[Data items]
+++++

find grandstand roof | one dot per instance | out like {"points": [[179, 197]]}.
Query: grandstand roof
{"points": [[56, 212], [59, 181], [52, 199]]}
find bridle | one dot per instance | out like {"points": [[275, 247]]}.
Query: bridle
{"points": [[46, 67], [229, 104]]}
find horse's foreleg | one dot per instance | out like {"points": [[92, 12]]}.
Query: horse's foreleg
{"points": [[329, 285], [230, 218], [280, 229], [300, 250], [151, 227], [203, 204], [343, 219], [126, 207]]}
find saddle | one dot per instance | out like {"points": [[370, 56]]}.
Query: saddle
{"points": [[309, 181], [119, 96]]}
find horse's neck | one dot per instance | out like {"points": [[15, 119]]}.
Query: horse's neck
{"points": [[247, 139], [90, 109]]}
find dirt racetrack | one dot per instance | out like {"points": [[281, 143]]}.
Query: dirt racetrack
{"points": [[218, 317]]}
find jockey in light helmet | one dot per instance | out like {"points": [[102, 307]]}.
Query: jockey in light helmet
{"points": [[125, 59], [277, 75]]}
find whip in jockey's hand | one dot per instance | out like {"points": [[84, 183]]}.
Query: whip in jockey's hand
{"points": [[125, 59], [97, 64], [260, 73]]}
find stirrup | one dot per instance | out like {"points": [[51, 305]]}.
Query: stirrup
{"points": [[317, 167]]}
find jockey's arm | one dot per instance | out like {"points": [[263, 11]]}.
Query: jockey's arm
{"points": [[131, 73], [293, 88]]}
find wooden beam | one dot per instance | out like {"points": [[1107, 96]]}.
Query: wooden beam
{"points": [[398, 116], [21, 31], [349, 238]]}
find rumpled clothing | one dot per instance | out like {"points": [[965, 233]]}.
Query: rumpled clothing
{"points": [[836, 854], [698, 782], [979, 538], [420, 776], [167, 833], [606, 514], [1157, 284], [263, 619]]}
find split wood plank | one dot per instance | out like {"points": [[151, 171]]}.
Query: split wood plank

+++++

--- Given problem ---
Starting at the line that contains "find whip in" and continuing through the end of the records, write those lines out again in full, requests included. Offset every point coordinate in the answers by -121.

--- Answer to the task ---
find whip in jockey's hand | one dot per instance | out like {"points": [[84, 183]]}.
Query: whip in jockey's hand
{"points": [[4, -62], [-24, -57], [139, -48]]}
find stirrup | one dot per instance | out like {"points": [[51, 305]]}.
Query: stirrup
{"points": [[196, 46]]}
find jockey's arm | one dot per instance | out like {"points": [[263, 11]]}.
Query: jockey's arm
{"points": [[10, -48], [172, -33]]}
find wooden beam | one dot per instance | out like {"points": [[1107, 96]]}.
Query: wooden beam
{"points": [[277, -5], [-100, -90], [228, 117]]}
find rumpled clothing | one dot per instance | out like {"points": [[965, 233]]}.
Query: rumpled clothing
{"points": [[715, 733], [577, 661], [858, 417], [299, 655], [46, 712], [485, 393], [1036, 163], [142, 498]]}
find split wood plank | one dot per instance | out like {"points": [[151, 171]]}.
Query: split wood plank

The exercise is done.